> **To do**: Copy every line of the material below word for word.

> **Material for this exercise**:
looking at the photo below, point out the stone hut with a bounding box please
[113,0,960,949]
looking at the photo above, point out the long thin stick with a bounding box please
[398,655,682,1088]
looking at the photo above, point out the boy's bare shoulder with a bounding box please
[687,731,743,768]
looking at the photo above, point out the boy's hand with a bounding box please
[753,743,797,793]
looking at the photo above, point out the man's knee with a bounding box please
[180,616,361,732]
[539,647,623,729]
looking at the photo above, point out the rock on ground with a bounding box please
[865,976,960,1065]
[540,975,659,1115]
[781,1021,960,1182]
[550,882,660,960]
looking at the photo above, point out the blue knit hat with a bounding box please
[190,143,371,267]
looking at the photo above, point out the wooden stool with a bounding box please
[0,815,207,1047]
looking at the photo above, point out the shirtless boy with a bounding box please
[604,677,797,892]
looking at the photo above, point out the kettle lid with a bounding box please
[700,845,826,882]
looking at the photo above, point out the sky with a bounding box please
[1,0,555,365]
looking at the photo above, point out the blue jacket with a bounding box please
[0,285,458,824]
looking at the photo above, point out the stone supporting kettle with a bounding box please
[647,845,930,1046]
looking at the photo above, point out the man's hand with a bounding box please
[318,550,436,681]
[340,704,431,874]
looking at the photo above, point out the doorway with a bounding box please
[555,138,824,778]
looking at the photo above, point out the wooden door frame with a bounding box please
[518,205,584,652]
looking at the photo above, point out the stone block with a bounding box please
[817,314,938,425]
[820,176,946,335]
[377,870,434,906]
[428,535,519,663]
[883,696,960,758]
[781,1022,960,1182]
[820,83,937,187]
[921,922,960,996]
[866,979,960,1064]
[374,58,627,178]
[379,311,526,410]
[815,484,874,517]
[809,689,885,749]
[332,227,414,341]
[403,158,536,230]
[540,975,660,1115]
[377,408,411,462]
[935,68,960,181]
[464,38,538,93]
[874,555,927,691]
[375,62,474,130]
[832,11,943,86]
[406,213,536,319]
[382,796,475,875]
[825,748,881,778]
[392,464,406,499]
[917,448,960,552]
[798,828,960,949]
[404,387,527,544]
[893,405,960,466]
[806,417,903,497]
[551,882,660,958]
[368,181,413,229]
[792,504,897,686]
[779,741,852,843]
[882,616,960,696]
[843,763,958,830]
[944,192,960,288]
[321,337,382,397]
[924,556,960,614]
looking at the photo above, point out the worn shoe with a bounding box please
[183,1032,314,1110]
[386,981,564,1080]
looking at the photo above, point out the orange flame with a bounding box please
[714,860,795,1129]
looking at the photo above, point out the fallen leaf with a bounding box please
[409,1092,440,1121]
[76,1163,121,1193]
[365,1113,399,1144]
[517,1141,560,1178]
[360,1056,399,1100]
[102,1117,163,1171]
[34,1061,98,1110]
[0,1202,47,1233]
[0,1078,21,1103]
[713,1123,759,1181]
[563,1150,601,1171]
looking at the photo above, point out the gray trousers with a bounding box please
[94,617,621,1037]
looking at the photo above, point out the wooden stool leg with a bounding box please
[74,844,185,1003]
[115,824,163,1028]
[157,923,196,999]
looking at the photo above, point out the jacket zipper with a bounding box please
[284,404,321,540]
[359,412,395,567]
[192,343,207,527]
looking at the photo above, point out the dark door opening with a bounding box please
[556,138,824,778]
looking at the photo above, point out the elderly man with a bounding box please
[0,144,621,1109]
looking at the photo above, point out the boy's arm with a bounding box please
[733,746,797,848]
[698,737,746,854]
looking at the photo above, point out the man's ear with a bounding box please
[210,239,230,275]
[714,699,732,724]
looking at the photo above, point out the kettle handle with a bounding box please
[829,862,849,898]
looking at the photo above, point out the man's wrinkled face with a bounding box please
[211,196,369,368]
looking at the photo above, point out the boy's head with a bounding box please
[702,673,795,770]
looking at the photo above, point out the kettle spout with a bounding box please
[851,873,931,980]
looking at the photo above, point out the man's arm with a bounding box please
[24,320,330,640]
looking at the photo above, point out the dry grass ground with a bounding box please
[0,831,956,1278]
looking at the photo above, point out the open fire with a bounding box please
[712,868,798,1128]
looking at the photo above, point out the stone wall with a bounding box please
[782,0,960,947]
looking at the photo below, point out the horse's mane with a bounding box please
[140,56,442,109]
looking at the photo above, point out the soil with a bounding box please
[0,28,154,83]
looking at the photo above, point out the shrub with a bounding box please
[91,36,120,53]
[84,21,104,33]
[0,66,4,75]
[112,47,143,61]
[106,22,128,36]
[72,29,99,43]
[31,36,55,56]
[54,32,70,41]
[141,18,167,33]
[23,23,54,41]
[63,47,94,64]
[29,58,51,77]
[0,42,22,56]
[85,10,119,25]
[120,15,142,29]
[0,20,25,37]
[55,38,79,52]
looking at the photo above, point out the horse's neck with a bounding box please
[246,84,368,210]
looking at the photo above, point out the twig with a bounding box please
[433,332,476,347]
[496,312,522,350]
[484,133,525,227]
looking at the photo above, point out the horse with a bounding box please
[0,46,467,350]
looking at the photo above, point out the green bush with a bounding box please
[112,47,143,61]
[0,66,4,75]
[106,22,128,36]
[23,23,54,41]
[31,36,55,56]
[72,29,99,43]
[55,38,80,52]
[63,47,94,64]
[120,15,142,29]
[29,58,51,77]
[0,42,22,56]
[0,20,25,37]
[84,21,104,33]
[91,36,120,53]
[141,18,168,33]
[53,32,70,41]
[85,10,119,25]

> **Solution**:
looking at the photo below, point out the stone hut with a bounding box please
[113,0,960,949]
looking at the photo above, point out the long thin stick with a bounding box please
[398,655,682,1088]
looking at the photo above, point out the boy's bare shoulder with a bounding box please
[687,731,743,768]
looking at the photo above, point out the boy's hand with a bounding box please
[753,743,797,793]
looking at the photo above, point out the man's knee with a bounding box please
[180,616,361,732]
[539,647,623,729]
looking at the photo above, point out the rock on ground with a bounding box please
[865,976,960,1065]
[540,975,659,1115]
[781,1021,960,1182]
[550,882,660,960]
looking at the photo above, point out the blue knit hat with a bounding box please
[190,143,371,267]
looking at the photo above, point out the wooden stool with a bounding box please
[0,815,207,1047]
looking at the photo above, point out the shirtless boy with a bounding box please
[604,677,797,892]
looking at the photo above, point out the kettle lid with a bounding box please
[700,845,826,882]
looking at the photo above, point out the sky with a bounding box please
[1,0,555,365]
looking at the photo above, point out the blue jacket with a bounding box please
[0,285,458,824]
looking at the photo above, point out the stone supporting kettle with a bounding box please
[647,845,930,1046]
looking at the photo above, point out the man's hand with a bounding box please
[318,550,436,681]
[340,704,431,874]
looking at the photo above, point out the doorway with a bounding box please
[555,138,824,778]
looking at the photo above, point out the wooden door frame with a bounding box please
[518,205,584,652]
looking at the photo above, point out the stone block with a bounding box please
[817,314,938,425]
[820,176,946,335]
[377,870,434,906]
[428,535,519,663]
[883,696,960,758]
[781,1022,960,1182]
[820,83,937,187]
[921,922,960,996]
[866,979,960,1064]
[374,58,627,178]
[379,311,526,410]
[815,484,874,517]
[809,689,885,749]
[332,227,414,341]
[403,158,536,230]
[540,975,660,1115]
[377,408,411,462]
[935,68,960,181]
[464,38,538,93]
[874,555,927,691]
[375,62,474,130]
[832,11,943,86]
[406,213,536,319]
[382,796,475,875]
[825,748,881,778]
[392,464,406,499]
[917,448,960,552]
[798,828,960,949]
[404,387,527,544]
[893,405,960,466]
[806,417,903,497]
[551,882,660,958]
[368,181,413,229]
[792,504,897,686]
[779,741,852,843]
[882,616,960,696]
[843,763,958,830]
[944,192,960,288]
[321,337,382,397]
[924,556,960,614]
looking at the photo above, point out the worn shoe with a bounding box please
[183,1032,314,1110]
[386,981,564,1080]
looking at the photo above, point out the orange flame with a bounding box please
[714,860,795,1129]
looking at the photo above, point out the fallen leaf with a bounding box please
[409,1092,440,1121]
[76,1163,121,1193]
[365,1113,399,1144]
[517,1141,560,1178]
[360,1056,399,1100]
[102,1117,163,1171]
[34,1061,98,1110]
[0,1202,47,1233]
[0,1078,21,1103]
[713,1123,759,1181]
[563,1150,601,1171]
looking at the photo above, point out the gray trousers with a bounding box please
[94,617,621,1037]
looking at the photo above, point out the wooden stool leg with a bounding box please
[74,844,185,1003]
[115,824,163,1028]
[157,923,196,999]
looking at the photo above, point out the jacket zipper with a bounding box please
[284,404,321,540]
[359,412,395,567]
[192,343,207,527]
looking at the photo above, point out the dark door opening with a bounding box please
[556,138,824,778]
looking at the photo above, point out the elderly man with a bounding box please
[0,144,621,1109]
looking at the photo above, point out the boy's arm with a bounding box please
[733,746,797,848]
[698,737,746,854]
looking at the photo above, point out the man's ear with a bounding box please
[210,239,230,275]
[714,699,732,724]
looking at the photo above, point out the kettle handle with a bounding box please
[829,862,849,898]
looking at the photo above, point out the man's wrinkled face with a bounding box please
[211,196,369,368]
looking at the photo above, point out the boy's head with a bounding box please
[702,673,795,770]
looking at the photo above, point out the kettle spout with a bounding box please
[851,873,931,980]
looking at the photo above, point out the man's arm with a bounding box please
[24,320,330,640]
looking at the photo above, point out the dry grass ground with a bounding box please
[0,831,956,1278]
looking at the photo above, point out the open fire with a bounding box please
[712,868,798,1128]
looking at the photo above, point out the stone wall with a bounding box please
[782,0,960,947]
looking at the photo below, point out the horse's mane with a bounding box please
[140,56,442,109]
looking at the photo above, point out the soil with a bounding box please
[0,28,154,83]
looking at the photo above, point out the shrub with a bounding box please
[91,36,120,53]
[84,21,104,33]
[0,66,4,75]
[112,47,143,61]
[106,22,128,36]
[72,29,99,43]
[31,36,55,56]
[54,32,70,41]
[141,18,167,33]
[23,23,54,41]
[63,47,94,64]
[29,58,51,77]
[0,42,22,56]
[85,10,119,25]
[120,15,142,29]
[0,20,25,37]
[55,38,79,52]
looking at the photo above, point out the horse's neck with a bounding box please
[246,84,368,210]
looking at the photo above, point out the twig with a bounding box please
[433,332,476,347]
[496,312,522,350]
[484,133,525,227]
looking at the photo above, point out the horse with a bounding box please
[0,46,467,350]
looking at the photo above, point out the green bush with a bounding box please
[112,47,143,61]
[0,66,4,75]
[106,22,128,36]
[23,23,54,41]
[31,36,55,56]
[72,29,99,43]
[55,38,80,52]
[63,47,94,64]
[120,15,142,29]
[29,58,51,77]
[0,42,22,56]
[0,20,25,37]
[84,21,104,33]
[91,36,120,53]
[141,18,168,33]
[53,32,70,41]
[85,10,119,25]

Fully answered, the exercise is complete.